Assigned task: Find the line containing "in red cape you see in this pic", then return it and every line after it through the end of the records, exactly. Leave out pictures.

Data records:
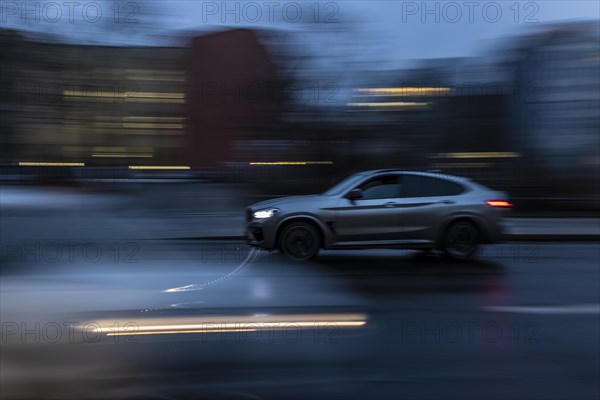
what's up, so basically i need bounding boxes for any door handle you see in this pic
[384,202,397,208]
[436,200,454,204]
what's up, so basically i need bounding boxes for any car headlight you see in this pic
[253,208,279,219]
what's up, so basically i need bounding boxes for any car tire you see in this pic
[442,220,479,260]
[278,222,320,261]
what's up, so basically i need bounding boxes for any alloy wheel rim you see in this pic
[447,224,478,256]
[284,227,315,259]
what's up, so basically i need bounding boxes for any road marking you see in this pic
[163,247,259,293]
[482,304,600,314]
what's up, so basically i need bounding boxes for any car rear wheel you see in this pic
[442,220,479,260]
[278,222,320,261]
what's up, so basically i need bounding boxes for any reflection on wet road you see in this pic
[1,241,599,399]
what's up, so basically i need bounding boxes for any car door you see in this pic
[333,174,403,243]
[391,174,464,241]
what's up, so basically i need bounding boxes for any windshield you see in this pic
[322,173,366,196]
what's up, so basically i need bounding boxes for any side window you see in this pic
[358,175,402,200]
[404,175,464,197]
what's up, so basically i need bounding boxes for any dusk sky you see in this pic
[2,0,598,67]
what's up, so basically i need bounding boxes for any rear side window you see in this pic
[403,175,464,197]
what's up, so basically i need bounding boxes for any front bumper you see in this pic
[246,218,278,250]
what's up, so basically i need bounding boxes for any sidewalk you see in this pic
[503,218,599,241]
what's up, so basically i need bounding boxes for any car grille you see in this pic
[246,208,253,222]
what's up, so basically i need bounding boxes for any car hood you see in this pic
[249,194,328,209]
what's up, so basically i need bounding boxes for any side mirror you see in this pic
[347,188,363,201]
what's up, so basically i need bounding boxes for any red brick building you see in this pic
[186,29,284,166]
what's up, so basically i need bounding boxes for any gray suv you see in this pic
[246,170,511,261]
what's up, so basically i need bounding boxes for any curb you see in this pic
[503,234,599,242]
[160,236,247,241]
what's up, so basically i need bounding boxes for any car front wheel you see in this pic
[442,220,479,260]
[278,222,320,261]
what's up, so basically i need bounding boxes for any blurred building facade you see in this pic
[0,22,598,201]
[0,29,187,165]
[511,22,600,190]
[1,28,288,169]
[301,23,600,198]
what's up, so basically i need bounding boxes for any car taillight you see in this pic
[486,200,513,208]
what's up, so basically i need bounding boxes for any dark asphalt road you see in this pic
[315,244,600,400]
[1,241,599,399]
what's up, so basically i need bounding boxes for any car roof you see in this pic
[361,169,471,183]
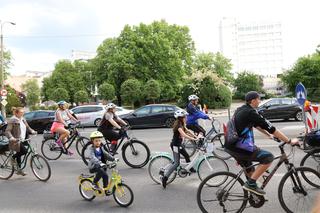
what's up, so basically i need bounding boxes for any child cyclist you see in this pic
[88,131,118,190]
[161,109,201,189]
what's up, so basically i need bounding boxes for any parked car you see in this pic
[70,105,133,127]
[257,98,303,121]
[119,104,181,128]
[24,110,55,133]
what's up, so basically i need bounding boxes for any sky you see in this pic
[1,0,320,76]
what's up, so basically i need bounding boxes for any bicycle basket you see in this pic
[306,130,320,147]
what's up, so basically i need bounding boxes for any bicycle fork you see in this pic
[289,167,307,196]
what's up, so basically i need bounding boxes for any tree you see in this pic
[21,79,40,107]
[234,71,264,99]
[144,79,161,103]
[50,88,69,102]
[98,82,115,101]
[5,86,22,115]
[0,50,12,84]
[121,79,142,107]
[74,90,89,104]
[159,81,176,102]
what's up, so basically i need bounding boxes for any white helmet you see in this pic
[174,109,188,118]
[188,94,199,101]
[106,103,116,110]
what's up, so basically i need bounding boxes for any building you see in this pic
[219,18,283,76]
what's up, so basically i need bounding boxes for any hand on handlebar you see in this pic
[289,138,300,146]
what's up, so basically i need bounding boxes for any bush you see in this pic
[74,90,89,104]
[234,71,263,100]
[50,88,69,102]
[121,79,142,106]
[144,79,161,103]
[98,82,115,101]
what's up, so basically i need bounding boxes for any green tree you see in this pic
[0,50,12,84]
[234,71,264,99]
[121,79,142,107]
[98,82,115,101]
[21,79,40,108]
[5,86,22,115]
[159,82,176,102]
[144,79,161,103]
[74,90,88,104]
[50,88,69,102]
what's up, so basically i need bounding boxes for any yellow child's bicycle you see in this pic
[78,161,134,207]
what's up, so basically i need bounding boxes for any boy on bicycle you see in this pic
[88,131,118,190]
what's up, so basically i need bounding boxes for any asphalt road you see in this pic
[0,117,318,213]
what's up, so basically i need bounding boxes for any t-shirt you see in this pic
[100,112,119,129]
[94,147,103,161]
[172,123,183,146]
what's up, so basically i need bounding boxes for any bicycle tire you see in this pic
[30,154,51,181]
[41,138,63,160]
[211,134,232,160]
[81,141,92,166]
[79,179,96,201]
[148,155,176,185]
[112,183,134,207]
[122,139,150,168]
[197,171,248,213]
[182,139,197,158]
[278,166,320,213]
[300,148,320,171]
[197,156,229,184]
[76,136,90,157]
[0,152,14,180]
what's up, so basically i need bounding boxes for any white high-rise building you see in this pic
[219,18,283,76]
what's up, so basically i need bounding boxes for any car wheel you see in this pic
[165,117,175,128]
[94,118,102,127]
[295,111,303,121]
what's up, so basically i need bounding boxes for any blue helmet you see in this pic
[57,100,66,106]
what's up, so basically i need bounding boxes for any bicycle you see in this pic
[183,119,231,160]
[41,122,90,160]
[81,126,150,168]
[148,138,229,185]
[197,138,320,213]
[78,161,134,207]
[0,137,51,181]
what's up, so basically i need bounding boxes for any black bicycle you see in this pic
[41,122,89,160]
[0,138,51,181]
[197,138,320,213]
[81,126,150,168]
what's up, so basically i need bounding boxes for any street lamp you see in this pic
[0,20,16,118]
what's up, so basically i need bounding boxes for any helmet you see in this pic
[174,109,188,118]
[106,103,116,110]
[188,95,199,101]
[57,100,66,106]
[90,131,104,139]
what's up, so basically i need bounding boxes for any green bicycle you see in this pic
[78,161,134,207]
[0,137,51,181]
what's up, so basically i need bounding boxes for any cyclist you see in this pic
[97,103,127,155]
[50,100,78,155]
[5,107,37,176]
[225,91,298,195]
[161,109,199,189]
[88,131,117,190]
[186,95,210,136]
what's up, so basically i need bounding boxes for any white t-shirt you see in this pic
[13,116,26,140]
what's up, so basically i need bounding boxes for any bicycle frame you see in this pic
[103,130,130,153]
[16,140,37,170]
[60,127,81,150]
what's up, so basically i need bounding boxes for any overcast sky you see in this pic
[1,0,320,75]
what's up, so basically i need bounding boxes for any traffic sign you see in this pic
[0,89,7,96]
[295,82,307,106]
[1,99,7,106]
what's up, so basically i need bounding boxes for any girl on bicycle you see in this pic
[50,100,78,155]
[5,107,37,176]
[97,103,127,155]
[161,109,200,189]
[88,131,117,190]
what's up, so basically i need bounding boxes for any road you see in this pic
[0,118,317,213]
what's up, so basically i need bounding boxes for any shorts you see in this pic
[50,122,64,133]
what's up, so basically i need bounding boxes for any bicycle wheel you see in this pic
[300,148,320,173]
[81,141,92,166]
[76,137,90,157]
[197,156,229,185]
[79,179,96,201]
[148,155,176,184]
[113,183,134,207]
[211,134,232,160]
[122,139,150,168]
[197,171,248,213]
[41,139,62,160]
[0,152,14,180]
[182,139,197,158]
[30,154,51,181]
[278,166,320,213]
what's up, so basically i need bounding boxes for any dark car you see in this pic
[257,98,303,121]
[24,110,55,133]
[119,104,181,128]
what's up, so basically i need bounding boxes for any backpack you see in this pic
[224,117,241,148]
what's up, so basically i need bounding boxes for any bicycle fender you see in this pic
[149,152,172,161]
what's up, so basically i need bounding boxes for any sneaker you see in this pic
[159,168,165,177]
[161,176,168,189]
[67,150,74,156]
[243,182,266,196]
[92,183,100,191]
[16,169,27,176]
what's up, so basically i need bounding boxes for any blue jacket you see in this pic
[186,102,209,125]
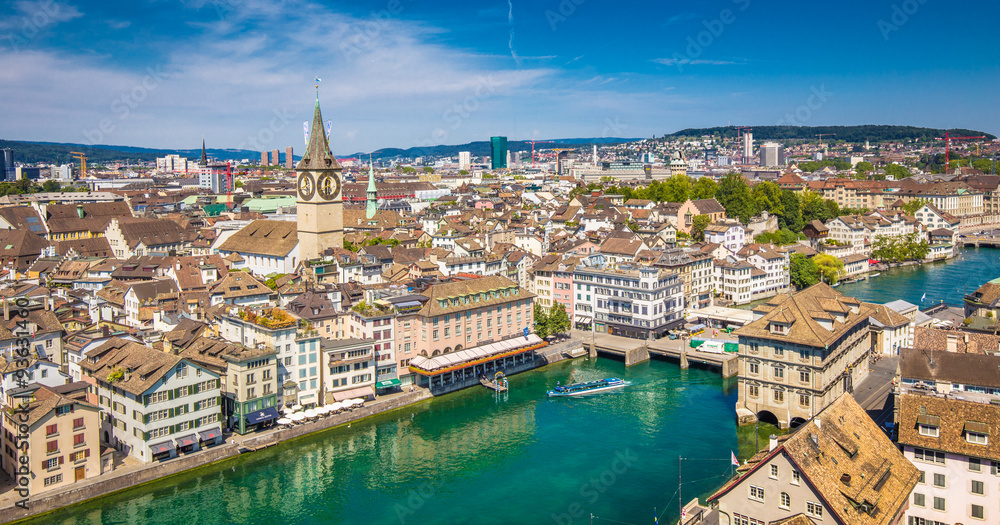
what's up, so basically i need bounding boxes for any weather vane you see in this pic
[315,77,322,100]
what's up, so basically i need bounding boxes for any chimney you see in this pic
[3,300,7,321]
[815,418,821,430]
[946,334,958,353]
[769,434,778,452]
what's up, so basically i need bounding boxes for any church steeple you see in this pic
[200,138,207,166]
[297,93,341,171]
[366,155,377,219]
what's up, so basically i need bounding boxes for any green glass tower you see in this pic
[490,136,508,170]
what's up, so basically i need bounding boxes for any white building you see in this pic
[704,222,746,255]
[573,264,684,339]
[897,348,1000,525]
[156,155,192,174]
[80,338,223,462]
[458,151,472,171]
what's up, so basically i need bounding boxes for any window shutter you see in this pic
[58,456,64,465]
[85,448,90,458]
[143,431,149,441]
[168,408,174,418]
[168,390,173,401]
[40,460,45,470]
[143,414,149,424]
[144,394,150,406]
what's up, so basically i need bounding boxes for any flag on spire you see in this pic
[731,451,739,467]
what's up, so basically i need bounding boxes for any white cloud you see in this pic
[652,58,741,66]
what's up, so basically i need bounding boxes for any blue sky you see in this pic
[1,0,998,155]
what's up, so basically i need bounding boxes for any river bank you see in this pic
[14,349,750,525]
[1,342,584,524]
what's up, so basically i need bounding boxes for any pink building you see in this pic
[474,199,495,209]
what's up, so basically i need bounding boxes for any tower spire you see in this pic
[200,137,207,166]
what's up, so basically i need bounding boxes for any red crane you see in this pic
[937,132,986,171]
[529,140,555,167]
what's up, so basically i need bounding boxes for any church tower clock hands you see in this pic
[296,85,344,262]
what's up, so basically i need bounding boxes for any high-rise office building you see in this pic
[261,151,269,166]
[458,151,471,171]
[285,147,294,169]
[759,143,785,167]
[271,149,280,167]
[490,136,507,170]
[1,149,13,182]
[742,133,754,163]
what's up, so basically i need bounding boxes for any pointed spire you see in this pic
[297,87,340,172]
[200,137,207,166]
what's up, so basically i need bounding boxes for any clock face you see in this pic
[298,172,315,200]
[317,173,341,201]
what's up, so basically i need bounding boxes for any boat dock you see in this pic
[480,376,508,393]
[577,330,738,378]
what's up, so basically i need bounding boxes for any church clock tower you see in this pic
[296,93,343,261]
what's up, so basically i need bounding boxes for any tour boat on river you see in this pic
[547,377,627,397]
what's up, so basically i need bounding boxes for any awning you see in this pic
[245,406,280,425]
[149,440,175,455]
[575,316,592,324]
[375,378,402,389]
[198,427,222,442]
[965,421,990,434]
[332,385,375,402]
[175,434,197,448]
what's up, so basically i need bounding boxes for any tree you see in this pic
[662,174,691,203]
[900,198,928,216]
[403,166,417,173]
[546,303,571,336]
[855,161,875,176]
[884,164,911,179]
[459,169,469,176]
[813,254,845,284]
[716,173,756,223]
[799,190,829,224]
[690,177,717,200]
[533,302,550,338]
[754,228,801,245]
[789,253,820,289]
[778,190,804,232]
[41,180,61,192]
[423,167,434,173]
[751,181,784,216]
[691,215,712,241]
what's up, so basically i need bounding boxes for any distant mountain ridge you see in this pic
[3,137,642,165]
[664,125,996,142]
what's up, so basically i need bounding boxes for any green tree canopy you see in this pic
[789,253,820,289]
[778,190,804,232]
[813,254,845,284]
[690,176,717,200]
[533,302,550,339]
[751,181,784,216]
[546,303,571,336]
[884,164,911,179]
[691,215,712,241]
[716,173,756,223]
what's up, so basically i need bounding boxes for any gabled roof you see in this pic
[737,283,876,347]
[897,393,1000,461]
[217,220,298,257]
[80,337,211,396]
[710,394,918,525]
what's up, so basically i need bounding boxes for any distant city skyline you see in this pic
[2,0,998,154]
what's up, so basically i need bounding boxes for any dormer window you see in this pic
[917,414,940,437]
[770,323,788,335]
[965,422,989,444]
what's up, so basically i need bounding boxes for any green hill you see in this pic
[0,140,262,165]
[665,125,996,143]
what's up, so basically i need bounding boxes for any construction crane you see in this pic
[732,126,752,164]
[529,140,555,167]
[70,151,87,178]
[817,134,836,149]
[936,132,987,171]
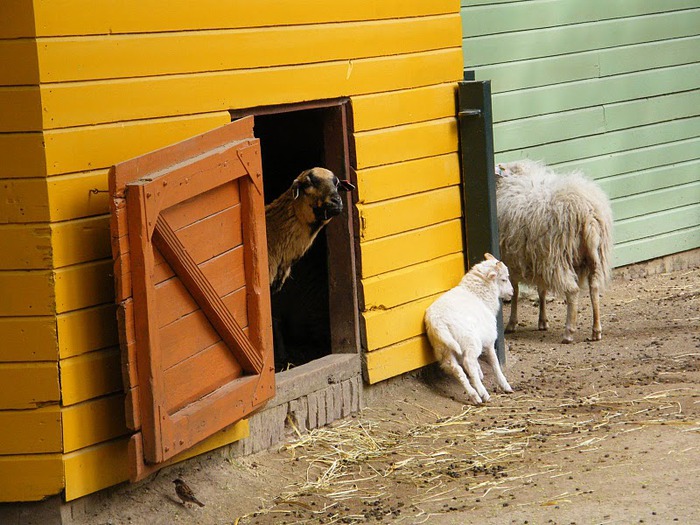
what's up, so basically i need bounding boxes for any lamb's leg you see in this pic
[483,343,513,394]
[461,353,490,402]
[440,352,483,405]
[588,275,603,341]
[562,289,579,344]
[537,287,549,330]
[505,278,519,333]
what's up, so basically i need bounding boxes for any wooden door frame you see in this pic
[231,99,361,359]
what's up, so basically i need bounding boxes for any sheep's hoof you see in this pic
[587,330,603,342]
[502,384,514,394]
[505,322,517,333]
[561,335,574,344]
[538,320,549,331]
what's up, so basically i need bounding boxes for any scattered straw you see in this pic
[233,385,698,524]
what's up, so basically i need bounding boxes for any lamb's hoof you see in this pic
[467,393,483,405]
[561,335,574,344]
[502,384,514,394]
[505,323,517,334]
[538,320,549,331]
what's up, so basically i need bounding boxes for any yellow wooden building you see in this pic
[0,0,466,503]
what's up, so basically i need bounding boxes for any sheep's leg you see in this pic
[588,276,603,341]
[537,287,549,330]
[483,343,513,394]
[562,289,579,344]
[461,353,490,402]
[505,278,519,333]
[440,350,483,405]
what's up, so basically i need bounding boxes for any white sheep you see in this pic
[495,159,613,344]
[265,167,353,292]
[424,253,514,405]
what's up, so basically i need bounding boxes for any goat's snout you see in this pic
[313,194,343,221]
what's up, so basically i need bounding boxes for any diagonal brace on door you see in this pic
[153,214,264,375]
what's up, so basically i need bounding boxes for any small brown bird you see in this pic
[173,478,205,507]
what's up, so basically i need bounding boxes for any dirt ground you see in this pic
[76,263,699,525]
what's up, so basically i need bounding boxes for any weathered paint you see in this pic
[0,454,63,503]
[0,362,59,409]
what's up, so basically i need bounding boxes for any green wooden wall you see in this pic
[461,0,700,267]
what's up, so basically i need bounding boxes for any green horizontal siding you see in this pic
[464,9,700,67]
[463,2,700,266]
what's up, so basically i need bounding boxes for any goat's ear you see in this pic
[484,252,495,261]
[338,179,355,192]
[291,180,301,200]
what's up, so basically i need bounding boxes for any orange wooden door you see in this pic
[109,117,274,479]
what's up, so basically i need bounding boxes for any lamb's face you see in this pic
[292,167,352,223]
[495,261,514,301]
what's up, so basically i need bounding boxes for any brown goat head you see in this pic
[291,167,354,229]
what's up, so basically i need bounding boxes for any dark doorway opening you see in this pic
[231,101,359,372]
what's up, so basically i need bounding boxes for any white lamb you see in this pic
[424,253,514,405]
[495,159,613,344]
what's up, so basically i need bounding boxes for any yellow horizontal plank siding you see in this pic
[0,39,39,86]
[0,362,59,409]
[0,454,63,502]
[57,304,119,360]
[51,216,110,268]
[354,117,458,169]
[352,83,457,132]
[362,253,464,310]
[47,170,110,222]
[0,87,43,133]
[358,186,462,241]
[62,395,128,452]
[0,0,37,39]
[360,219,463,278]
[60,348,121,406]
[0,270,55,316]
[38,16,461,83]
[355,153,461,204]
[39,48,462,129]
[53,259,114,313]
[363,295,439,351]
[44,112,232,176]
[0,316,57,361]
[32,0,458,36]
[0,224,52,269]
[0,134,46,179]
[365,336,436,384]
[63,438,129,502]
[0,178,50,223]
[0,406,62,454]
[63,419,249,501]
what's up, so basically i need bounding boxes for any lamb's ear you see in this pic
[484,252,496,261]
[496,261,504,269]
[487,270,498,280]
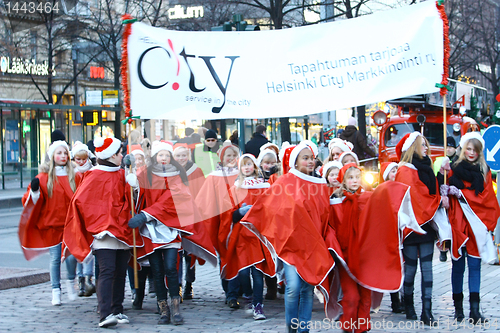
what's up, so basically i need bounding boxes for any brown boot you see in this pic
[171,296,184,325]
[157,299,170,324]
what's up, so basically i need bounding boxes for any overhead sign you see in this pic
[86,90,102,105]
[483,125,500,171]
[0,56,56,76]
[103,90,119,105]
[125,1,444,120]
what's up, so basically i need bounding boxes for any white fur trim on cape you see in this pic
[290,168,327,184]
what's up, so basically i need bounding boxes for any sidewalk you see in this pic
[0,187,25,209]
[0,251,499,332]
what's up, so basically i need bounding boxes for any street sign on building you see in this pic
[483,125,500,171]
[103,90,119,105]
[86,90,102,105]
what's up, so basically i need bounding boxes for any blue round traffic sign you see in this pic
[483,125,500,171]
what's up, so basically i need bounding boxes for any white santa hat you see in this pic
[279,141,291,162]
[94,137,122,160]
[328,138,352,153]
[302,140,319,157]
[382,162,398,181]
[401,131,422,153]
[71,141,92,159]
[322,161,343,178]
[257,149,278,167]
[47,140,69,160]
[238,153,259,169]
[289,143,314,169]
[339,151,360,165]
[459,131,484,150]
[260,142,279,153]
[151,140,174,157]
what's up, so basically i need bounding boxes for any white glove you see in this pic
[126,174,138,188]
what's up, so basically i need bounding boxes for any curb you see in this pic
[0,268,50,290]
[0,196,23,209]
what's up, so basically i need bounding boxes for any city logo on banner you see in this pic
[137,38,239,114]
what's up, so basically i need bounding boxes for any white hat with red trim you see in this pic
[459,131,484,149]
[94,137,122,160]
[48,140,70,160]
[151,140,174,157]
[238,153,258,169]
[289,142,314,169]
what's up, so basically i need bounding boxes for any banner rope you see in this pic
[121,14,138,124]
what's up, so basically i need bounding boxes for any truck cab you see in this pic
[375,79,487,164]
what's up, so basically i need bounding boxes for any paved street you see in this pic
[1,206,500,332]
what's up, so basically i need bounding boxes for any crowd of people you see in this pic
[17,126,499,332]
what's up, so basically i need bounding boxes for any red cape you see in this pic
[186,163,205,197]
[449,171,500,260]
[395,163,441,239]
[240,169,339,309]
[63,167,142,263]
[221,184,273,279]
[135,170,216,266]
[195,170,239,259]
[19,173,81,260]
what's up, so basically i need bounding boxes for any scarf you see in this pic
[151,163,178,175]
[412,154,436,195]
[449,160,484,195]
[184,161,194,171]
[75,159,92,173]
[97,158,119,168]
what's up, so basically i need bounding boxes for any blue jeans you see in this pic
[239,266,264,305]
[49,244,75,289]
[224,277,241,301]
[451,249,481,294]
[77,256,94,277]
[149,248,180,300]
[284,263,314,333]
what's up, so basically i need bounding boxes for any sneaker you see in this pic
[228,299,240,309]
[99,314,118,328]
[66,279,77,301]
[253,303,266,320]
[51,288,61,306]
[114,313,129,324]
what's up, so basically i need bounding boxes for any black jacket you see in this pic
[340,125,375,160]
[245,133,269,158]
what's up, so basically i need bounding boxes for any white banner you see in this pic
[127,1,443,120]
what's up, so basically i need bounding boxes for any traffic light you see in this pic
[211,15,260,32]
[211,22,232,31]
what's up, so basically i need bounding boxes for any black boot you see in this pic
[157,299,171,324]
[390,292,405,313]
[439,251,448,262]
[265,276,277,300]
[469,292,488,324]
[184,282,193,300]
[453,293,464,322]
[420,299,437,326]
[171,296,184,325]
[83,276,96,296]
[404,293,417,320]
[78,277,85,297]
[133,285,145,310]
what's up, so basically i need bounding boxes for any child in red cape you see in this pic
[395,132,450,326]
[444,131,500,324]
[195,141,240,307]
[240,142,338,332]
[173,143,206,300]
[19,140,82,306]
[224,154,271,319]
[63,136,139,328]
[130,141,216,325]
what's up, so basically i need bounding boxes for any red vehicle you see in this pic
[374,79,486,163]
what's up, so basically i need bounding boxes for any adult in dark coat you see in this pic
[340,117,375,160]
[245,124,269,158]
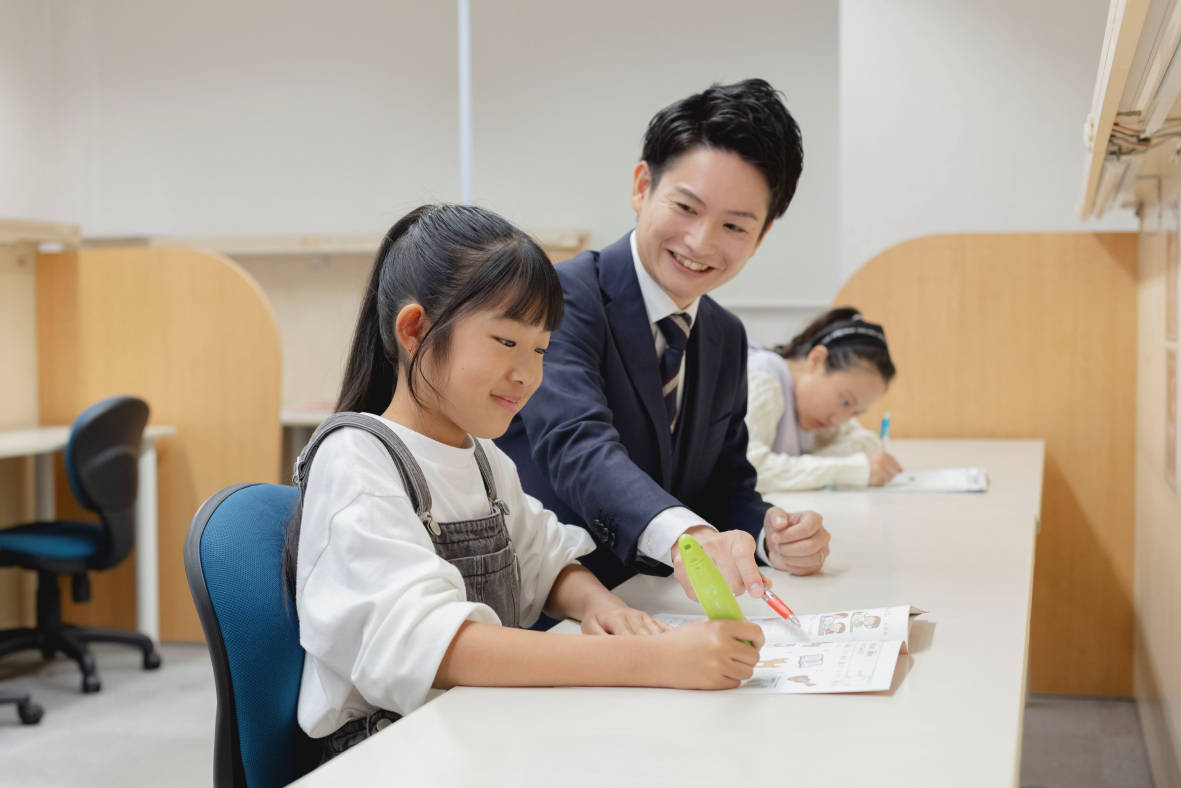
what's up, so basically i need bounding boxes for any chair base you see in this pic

Answer for this exercise:
what's up, so basically i need bounding boxes for any child in red cape you see in this pic
[395,132,450,326]
[444,131,500,324]
[195,141,240,307]
[240,142,338,332]
[173,143,206,300]
[19,140,82,306]
[224,154,271,319]
[63,136,139,328]
[130,141,216,325]
what's up, so basically i need bounding boxes for any red vehicle you see in this pic
[374,79,486,163]
what's up, so basically i need bounding boxes for any adult in dark coat you see in this pic
[340,117,375,160]
[245,124,269,158]
what's up, so basically i need bounding boxes for any chair base you see in this pic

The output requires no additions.